Excerpted passage:
Wednesday 24 April 2013

Ripping your CD Collection – I. Metadata

It happens quite often.  People mention to me that they have started the process of ripping their CD collections to WAV files so they can start to play them through their computers.  And they haven’t paused to think it through before they start.  This is definitely an area where “look before you leap” or “an ounce of prevention is worth a pound of cure” can be held to apply.  Maybe I can help.

This is the first in a series of posts where I will talk about the real-world issues you will encounter when you take the plunge and commit to ripping your CD collection.  This mostly introductory post addresses the main predicament we face, and how we arrived to this juncture in the first place.

Part I    Metadata

I can’t think of anybody who has successfully made the transition from CDs to computer-based audio, and abandoned it to go back to CDs.  Once your music collection is safely tucked away on Hard Disk, the ability to navigate through it, to prepare playlists and collections, to browse intelligently – even to control it remotely using a mobile device such as an iPad or an iPhone – massively enriches the experience.  Even with a relatively mundane piece of software such as iTunes.  And serious high-end products such as Sooloos elevate the user experience much closer to the incredible possibilities that the brave new world of computer audio opens up for us.

My good friend ‘Richard H’ has something approaching 3,000 CDs in his collection.  They live in a selection of shelving units and cupboards that dot his listening room.  Richard knows pretty much where most of his CDs live, but occasionally some are hard to track down.  (Particularly if I’m the person who last put it away…)  Extracting full value from that collection involves not only knowing exactly where every disk sits, but also having a good memory for what tracks are on every one of those disks.  I’m sure many of you will identify with that.  But it is at least manageable.  Its what we’ve all gotten used to.

On the other hand, my sister Barbara works for a NPR radio station, WKSU, which is one of the biggest classical music stations in the world.  Their music collection comprises MANY THOUSANDS of disks, and their ability to function as a station relies to a great degree on the people who work there knowing how to find every last piece of music they own.  It is a nightmare of a task, and I have no idea how they manage that, but it seems they do it very effectively!  The thing is, with classical music, how do you organize a library of thousands of CDs with the sole assistance of a BIG shelving unit?  Do you do it by composer, by musical style, by period, by performer, by record label … or do you just stack ’em up one by one in the order you bought ’em?  There is no natural solution.  Particularly since, with classical music, a single CD can contain works by different composers, in different musical styles, of different periods, by different performers, and so forth.

But once you rip that library into computer files, there is an immediate, and very natural solution.  All that information is just data, and computers handle data very, very well.  The challenge, then, is to get all that valuable data off the discs and into the computer.  And that is where the problems start.  Because the data isn’t on the discs in the first place.

Information supplied:

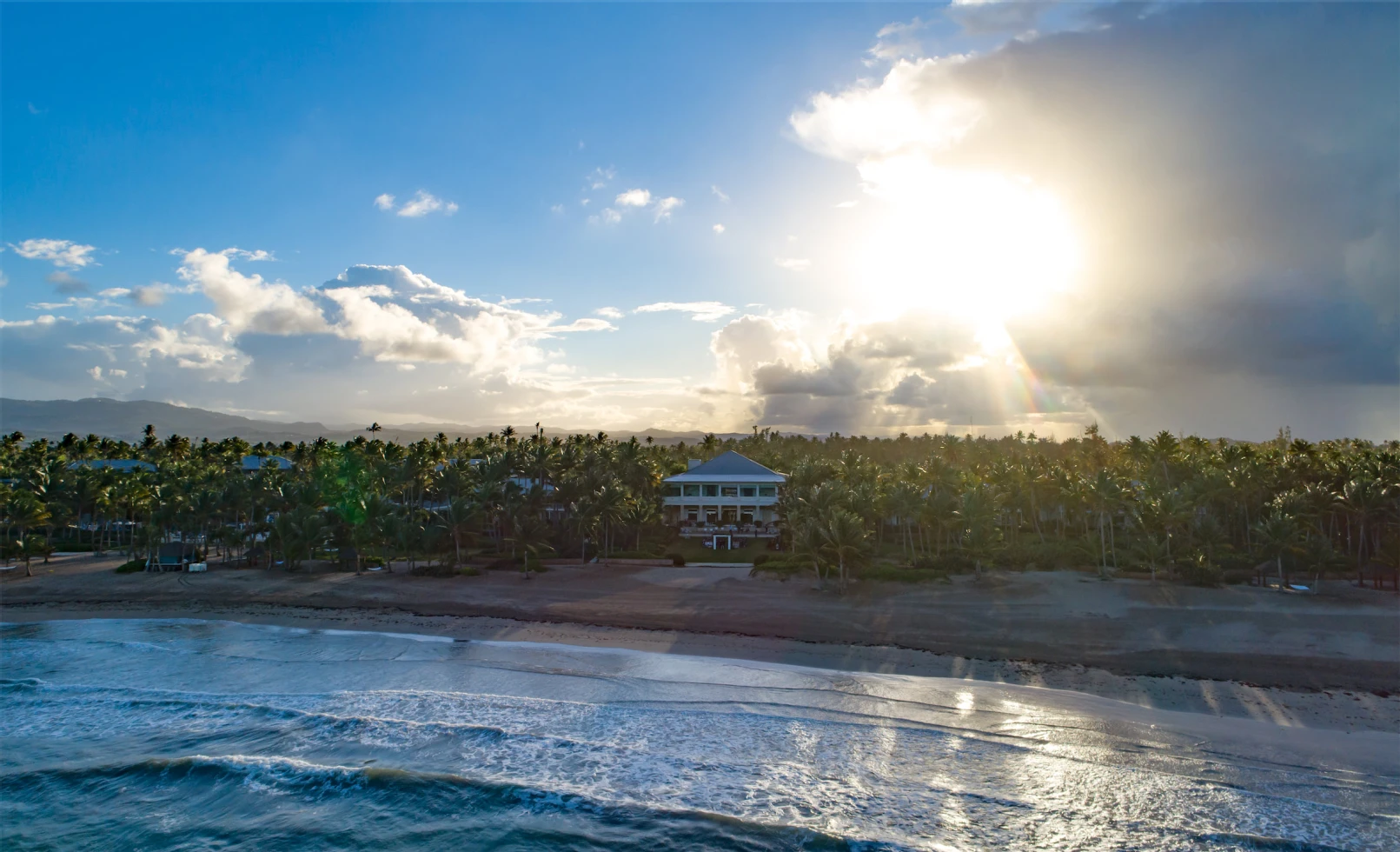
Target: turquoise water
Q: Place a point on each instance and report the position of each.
(197, 735)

Problems:
a. In the post about ripping a CD collection, which radio station does the writer's sister Barbara work for?
b. Carry the post about ripping a CD collection forward from its final sentence.
The lines are separate material from the post.

Answers by task:
a. WKSU, an NPR station.

b.
All of the information that is relevant to the music on an audio disc is termed “metadata”.  Most of it is printed on the jewel case artwork, or in the enclosed booklet, but none of it is encoded on the disc itself.  Back when the format of the CD was devised, more than 30 years ago, the concept did not exist of wanting to read that information from the disc, and so nobody thought to standardize any method for putting it on there.  Finally, in the mid-1990’s, when a standard did emerge for combining audio and data onto the same disc, there was no interest – let alone any sort of agreement – in establishing a standard format for doing so.  So it never happened.

What did happen was what always happens when a stubborn industry fails to meet the needs of their customers.  The geeks step in and engineer a solution of their own.  In this case it was called MP3.  Techies realized that they could play their music on their computers, if only they could get their music in there in the first place.  The trouble was, music files were so darned HUGE that you couldn’t fit many on the size of hard drives that were available at the time.  It is easy to forget that way back then the capacity of a CD exceeded the capacity of most computer hard drives!  You had to do something to get the size of the files down.  That something was the MP3 format.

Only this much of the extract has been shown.